■ EXERCISE REQUIREMENTS
Scan the entries below for the word "bank". Copy out every line in which it occurs.

Point localization data
= Beginning of Section =

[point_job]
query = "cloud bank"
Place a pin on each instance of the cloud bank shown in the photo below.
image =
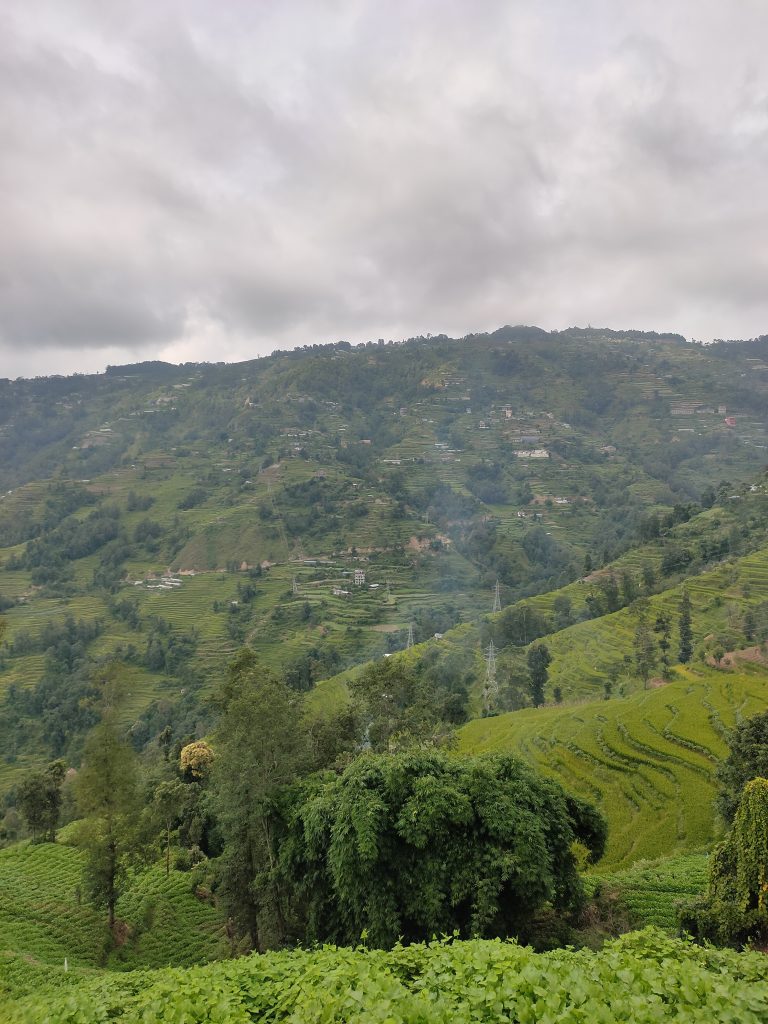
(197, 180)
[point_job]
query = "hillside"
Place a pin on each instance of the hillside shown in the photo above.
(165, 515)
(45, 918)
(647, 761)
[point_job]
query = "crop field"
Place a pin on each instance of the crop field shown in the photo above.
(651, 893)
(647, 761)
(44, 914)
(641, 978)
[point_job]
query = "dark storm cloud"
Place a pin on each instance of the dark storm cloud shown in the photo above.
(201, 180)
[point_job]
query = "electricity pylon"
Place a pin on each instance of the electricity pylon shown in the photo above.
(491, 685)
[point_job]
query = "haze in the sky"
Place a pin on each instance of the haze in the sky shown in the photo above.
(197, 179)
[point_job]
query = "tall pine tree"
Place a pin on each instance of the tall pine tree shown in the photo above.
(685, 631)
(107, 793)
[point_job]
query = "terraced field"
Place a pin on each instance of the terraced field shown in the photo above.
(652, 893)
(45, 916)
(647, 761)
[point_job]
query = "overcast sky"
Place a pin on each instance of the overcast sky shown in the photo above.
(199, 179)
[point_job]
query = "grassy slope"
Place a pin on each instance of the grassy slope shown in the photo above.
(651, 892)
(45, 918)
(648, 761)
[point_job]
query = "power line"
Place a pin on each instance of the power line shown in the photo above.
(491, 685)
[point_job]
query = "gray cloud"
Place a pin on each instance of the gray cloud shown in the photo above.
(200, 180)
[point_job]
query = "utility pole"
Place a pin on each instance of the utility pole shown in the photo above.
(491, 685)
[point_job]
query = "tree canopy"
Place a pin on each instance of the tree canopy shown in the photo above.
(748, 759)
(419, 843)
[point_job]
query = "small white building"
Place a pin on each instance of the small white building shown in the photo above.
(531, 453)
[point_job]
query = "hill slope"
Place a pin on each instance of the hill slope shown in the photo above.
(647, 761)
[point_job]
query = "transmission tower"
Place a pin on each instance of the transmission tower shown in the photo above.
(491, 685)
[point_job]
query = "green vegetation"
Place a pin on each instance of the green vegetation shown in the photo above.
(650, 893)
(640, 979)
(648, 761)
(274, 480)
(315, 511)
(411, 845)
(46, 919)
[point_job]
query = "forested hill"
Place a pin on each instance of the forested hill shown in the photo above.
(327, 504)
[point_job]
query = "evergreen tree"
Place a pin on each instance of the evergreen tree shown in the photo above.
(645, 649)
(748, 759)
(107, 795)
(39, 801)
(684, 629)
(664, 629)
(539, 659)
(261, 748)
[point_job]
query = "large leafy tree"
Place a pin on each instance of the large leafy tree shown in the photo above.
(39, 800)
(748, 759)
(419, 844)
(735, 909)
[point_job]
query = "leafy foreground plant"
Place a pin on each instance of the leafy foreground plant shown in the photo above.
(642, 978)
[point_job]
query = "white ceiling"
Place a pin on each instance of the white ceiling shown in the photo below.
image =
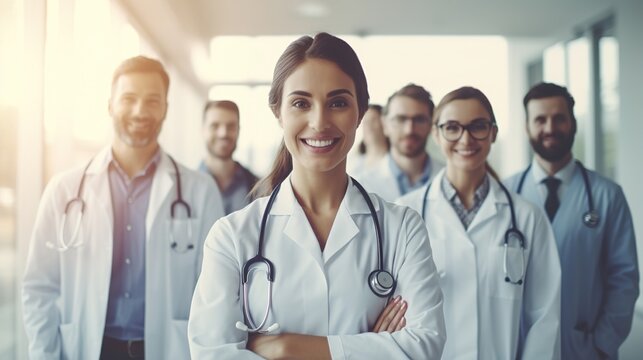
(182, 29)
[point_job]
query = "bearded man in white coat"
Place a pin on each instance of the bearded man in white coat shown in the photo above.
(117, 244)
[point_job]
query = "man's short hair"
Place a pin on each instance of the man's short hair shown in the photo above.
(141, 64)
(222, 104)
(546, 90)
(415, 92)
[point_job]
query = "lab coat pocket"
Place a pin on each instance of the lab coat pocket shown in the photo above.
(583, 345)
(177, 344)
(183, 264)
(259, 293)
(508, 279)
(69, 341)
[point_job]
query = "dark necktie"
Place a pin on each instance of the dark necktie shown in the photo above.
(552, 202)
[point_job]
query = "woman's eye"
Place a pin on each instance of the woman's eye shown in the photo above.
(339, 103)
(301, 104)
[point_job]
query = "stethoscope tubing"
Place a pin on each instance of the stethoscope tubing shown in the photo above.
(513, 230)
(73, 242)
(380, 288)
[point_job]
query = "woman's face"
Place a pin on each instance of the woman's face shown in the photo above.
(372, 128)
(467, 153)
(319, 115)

= End of Section =

■ OUTPUT FOR THIS EXERCISE
query = "cloud bank"
Place a pin on each instance of the cloud bank shown in the photo below.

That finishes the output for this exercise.